# WHAT TO DO
Revise the lines from the one holding "I'd appreciate your help finding the pupil" through the one holding "[548,410,604,460]", inclusive, changing "photo" to "image" and nothing else. Leave the pictures out of your answer.

Records of labeled boxes
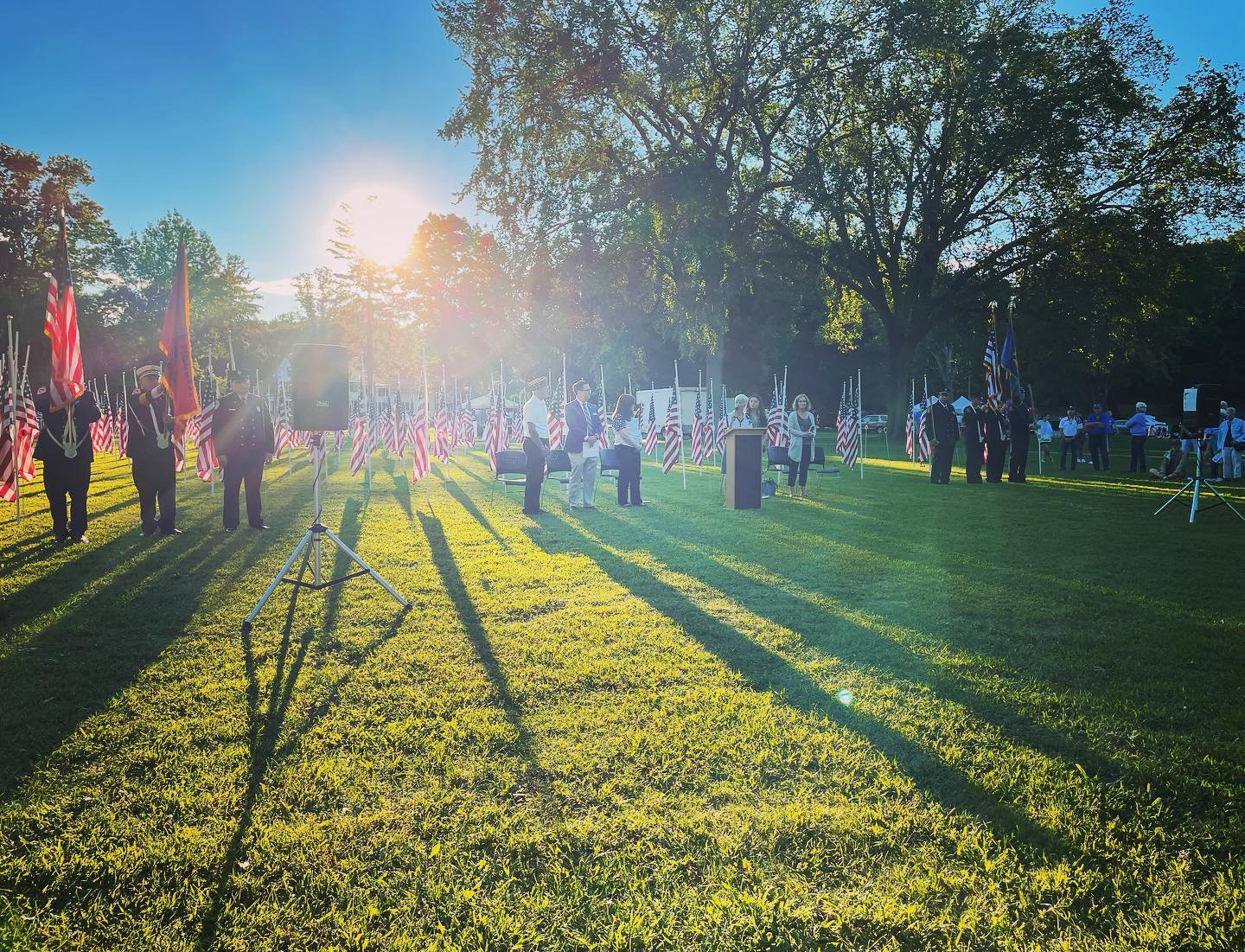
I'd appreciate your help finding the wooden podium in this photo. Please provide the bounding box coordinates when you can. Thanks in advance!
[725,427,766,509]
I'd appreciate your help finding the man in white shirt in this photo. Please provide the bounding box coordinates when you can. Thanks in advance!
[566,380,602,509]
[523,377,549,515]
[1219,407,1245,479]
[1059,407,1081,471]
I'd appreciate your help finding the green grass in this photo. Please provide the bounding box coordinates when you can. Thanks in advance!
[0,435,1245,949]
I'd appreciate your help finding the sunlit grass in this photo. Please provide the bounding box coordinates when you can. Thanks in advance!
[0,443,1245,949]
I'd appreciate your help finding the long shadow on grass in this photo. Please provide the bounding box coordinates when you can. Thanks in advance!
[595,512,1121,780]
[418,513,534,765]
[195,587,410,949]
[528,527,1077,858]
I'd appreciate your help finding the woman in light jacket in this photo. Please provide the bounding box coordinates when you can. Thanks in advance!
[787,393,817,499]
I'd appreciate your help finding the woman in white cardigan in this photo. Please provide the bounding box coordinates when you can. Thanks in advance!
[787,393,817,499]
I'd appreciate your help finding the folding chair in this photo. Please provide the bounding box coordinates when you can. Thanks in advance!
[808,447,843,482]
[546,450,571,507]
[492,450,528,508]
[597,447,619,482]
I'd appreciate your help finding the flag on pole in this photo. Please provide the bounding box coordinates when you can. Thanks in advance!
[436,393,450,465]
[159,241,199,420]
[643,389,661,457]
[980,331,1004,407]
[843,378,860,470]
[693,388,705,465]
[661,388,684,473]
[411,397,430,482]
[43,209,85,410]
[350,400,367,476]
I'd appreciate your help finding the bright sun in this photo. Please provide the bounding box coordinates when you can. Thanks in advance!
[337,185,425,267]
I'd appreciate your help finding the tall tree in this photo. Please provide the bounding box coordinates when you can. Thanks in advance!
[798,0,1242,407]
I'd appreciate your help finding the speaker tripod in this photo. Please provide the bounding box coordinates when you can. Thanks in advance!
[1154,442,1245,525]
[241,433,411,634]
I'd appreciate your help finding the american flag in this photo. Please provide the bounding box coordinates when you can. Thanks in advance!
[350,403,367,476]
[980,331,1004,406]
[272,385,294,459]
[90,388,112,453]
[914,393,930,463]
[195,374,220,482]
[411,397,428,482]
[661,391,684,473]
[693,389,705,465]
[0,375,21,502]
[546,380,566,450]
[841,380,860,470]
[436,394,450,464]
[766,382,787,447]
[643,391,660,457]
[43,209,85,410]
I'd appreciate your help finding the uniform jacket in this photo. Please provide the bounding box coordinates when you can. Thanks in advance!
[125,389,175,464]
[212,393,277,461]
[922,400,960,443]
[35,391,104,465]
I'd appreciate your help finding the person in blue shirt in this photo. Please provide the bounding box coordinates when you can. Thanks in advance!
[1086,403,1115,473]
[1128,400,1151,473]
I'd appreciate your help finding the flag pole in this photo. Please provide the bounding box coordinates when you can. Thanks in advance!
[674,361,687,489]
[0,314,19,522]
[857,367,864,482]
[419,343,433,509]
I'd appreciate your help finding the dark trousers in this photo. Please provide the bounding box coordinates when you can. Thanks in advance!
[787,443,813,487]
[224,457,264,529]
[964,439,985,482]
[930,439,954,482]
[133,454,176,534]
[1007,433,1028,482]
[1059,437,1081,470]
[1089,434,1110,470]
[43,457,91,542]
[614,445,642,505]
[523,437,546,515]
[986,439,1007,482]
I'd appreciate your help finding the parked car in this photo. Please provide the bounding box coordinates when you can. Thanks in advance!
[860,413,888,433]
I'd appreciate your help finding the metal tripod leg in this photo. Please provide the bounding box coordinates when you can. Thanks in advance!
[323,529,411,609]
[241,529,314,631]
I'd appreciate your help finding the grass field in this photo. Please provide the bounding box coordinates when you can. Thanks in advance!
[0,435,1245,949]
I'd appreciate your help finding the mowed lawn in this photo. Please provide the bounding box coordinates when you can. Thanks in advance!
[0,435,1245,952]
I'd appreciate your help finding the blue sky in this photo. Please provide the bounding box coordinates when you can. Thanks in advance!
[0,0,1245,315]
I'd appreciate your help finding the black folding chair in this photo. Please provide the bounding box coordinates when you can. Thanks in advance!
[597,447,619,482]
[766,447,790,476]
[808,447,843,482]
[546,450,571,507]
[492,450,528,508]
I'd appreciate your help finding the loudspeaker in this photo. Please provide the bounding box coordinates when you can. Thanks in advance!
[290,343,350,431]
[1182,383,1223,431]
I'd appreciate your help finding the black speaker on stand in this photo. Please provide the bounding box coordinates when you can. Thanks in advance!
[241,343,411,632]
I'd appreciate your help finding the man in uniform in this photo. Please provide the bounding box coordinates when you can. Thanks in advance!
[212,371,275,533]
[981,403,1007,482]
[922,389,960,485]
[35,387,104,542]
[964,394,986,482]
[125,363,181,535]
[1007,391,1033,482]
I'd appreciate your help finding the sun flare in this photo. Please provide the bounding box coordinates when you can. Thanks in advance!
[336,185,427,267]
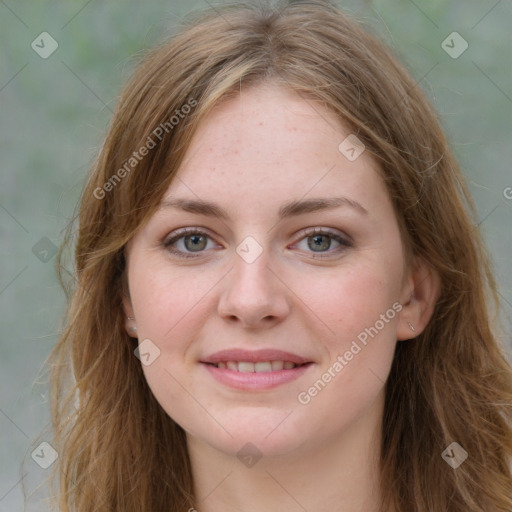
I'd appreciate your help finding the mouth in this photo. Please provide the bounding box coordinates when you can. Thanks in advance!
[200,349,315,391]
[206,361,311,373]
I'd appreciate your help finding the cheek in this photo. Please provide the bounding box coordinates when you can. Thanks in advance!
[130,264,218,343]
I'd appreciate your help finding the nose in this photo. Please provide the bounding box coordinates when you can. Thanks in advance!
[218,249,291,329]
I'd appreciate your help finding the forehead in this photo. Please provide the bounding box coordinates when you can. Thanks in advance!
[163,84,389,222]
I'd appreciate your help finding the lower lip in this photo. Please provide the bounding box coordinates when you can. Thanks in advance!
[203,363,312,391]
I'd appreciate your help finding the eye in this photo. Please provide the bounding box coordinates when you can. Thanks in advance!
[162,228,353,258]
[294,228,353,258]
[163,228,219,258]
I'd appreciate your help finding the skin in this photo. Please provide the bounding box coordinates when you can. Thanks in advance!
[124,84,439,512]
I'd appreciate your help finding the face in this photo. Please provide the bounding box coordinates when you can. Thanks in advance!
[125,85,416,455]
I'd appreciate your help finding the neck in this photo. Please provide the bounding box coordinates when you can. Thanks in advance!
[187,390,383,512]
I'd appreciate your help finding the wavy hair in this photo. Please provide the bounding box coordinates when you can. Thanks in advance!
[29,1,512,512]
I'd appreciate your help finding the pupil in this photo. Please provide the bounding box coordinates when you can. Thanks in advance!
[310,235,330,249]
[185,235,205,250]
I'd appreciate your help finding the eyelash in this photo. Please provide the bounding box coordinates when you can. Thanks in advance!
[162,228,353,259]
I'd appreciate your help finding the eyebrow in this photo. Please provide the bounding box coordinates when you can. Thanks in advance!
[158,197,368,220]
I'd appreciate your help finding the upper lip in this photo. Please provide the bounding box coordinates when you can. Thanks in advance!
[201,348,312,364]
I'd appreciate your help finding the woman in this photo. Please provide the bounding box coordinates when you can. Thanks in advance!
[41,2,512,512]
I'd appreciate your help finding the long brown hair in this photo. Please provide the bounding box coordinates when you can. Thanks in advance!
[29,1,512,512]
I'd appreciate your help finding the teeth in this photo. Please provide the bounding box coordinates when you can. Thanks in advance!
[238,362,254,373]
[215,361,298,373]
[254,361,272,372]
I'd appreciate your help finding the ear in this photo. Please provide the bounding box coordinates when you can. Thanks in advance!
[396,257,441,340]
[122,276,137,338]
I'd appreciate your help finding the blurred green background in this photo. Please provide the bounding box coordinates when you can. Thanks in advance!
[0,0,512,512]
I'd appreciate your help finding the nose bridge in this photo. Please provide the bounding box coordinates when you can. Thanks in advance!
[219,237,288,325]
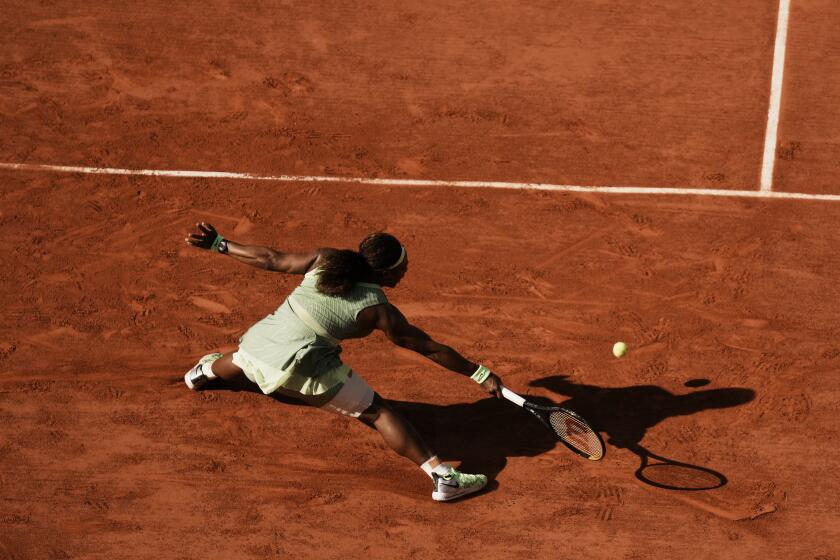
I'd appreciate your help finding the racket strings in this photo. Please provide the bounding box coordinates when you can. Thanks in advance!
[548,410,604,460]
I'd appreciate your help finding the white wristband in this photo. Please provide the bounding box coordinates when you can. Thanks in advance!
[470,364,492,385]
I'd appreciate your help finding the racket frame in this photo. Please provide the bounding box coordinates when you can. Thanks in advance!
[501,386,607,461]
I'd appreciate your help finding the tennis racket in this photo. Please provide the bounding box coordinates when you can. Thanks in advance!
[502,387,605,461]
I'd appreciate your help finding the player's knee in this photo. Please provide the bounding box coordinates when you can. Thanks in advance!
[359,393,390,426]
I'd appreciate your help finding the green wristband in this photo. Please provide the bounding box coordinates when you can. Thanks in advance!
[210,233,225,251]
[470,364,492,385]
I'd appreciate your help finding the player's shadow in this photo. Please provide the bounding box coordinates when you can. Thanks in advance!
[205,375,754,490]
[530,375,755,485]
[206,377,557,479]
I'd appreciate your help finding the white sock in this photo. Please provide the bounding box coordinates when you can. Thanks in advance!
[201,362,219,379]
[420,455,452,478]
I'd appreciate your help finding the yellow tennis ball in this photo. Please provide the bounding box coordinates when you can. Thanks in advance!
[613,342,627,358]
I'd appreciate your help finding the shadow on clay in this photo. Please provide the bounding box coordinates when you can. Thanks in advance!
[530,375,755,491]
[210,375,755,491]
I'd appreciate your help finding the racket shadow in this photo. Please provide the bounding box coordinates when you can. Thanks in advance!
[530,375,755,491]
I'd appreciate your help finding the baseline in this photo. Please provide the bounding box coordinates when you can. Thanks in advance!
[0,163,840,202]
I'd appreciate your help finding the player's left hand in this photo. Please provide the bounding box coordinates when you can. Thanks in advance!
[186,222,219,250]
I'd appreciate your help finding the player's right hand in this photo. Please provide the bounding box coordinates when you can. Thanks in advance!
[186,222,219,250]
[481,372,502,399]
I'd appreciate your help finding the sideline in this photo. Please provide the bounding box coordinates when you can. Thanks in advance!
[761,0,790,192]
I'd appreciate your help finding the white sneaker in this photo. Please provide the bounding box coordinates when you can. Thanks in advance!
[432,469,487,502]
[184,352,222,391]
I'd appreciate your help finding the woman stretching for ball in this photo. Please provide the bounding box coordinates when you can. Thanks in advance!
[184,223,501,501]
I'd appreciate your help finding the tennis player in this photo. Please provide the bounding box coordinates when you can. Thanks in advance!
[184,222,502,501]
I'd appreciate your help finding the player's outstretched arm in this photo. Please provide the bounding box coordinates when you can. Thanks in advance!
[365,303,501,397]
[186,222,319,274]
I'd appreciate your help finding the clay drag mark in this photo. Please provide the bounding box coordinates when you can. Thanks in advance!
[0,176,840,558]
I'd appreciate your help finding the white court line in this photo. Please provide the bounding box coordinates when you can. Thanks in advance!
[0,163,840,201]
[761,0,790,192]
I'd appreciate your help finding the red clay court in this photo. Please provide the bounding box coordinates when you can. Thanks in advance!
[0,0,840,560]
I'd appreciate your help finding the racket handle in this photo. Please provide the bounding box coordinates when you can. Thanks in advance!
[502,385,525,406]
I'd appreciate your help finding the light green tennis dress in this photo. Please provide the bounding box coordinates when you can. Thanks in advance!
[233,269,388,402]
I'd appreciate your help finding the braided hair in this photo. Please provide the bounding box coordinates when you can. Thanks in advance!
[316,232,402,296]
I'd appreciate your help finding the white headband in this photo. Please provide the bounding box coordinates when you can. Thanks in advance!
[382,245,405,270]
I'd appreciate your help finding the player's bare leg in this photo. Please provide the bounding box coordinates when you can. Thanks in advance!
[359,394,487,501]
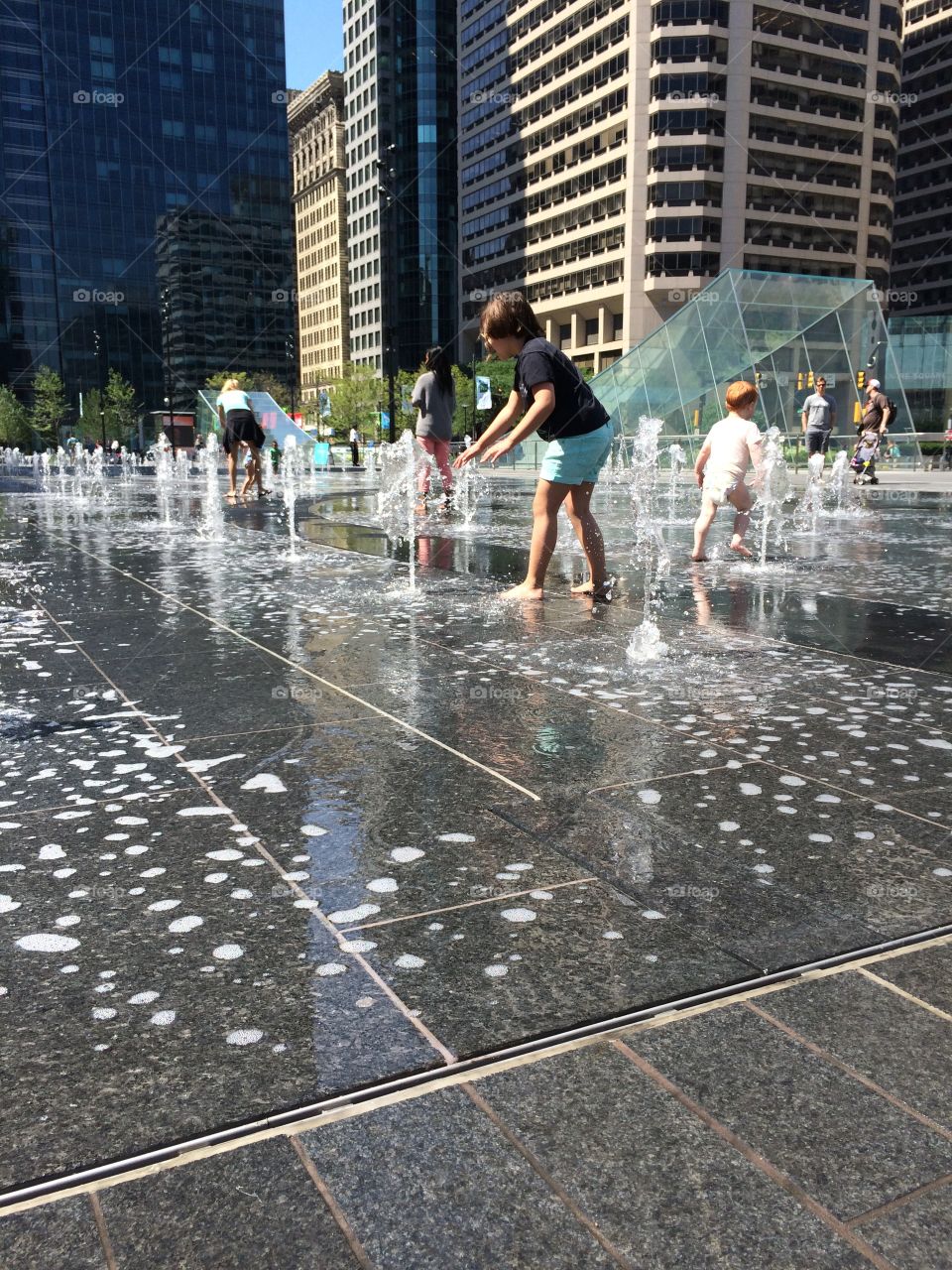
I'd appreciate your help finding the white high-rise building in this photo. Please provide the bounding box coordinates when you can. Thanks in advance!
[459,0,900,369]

# ANSWER TO THIS PROBLEM
I'd appreciate your help finding the pupil in this image. Please provide the bounding box coordinates when you can. Thanks in advance!
[310,235,330,249]
[185,235,205,250]
I'd appreciate your help finding the eyelash in this image. Please provide the bounding box coordinates when you can. Thanks in advance!
[162,228,353,259]
I'd appreciate your help finding the eyebrow in this image. Please provide the bounding box coordinates when you can. Thanks in advance!
[158,197,368,220]
I'd appreciate your help finding the upper lip in this image. Please provide the bounding box coordinates when you can. Thanks in advance!
[201,348,312,364]
I'd appreciate your help finding the woman in this image. Please provide the bounding box coordinates when you can. Thanks in advance!
[41,2,512,512]
I'd appreciate your help finding the long brown hair in this image. Please provide the bounding box coordinates when you can. Thanks in advance!
[29,1,512,512]
I'd appreciate your help finding the teeth in this image. Please provide the bounding box coordinates when you can. Thanks in advance!
[238,362,254,373]
[215,361,298,373]
[254,361,272,372]
I'd appreciate your help finding the ear in this image. Please provide the bounding box coordinates when you can. Thanks in advance!
[396,257,441,340]
[122,276,137,338]
I'd appreciate your help finding the blurred green background in this image. Please provide the bounding box coordinates when you can. Thanks in advance!
[0,0,512,512]
I'd appreciate your help finding the nose bridge in this image. Please provide the bounding box coordinates when you can. Thanks in advance!
[219,237,288,325]
I'd appreciate your help finding the racket strings in this image. Please provide the bounding box coordinates when you can. Thanks in advance!
[548,410,604,460]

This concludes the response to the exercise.